### JOB
Gather every line in the rows below that contains the word "waterfall", and copy each of those lines in order.

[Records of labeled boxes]
START

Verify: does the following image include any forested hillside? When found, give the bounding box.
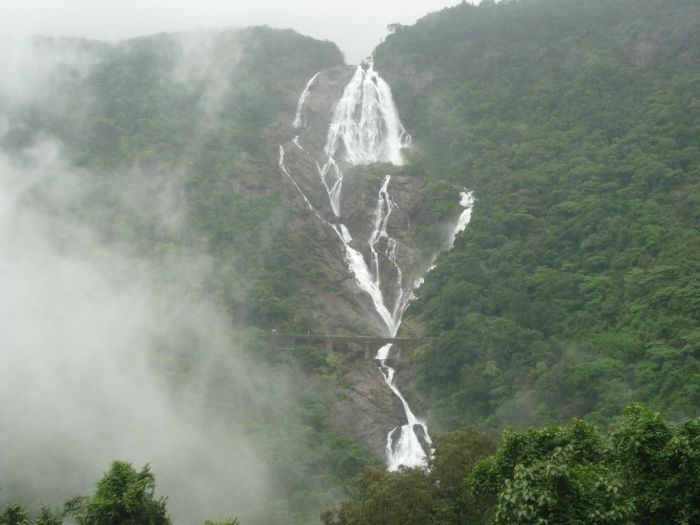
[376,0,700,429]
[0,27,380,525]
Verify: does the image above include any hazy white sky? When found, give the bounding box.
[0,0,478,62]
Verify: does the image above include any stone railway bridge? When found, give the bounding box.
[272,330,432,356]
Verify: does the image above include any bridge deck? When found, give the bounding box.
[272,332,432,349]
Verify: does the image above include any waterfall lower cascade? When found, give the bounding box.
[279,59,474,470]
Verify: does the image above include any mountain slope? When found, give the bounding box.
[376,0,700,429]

END
START

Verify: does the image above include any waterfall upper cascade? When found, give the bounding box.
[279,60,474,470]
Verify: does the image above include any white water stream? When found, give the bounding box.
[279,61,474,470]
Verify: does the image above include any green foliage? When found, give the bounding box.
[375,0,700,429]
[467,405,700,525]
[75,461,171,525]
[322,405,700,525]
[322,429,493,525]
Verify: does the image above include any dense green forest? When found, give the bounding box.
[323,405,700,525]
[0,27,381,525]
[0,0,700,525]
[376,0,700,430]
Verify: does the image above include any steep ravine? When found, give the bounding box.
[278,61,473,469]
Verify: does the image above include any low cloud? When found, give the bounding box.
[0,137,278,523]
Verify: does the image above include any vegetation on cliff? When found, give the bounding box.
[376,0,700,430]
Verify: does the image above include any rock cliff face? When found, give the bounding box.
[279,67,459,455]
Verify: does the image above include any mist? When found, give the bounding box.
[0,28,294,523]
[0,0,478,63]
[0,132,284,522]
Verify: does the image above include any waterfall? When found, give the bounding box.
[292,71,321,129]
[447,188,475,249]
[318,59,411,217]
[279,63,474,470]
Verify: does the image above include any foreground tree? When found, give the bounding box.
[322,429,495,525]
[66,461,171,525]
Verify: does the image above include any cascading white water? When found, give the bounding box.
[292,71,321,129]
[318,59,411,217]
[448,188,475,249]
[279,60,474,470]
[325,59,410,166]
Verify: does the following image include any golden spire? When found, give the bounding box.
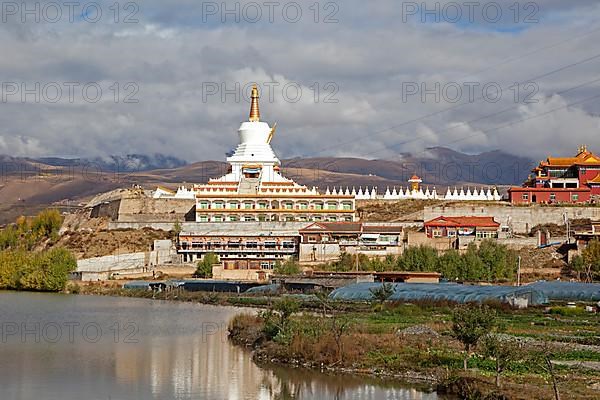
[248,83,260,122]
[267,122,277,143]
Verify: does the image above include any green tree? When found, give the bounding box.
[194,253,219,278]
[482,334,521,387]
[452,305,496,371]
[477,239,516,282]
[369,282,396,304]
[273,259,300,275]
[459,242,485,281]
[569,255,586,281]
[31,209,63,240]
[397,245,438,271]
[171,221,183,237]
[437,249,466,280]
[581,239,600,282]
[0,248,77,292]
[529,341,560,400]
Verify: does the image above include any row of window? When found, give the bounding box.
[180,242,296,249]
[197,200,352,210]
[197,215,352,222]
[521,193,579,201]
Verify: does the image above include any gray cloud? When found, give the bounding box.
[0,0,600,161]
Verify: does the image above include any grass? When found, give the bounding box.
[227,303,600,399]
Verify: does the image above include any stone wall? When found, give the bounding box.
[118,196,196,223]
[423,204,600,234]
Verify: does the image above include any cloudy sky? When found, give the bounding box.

END
START

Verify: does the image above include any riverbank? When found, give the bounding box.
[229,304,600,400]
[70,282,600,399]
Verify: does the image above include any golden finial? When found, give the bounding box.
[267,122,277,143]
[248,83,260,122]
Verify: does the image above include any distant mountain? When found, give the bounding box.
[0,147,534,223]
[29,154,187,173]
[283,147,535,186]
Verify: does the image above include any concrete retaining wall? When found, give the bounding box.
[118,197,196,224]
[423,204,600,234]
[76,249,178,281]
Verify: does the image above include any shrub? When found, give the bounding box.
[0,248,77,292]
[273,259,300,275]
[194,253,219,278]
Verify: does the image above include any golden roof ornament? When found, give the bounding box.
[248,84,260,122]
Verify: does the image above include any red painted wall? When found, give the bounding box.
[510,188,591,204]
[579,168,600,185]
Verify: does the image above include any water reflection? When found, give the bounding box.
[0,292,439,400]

END

### ANSWER TO THE EXERCISE
Verify: does the image above include any waterfall lower cascade? When found, give the bounding box.
Verify: does the image above include any waterfall upper cascade? When found, give the bounding box.
Verify: does the image above include any waterfall? When found, give the bounding box.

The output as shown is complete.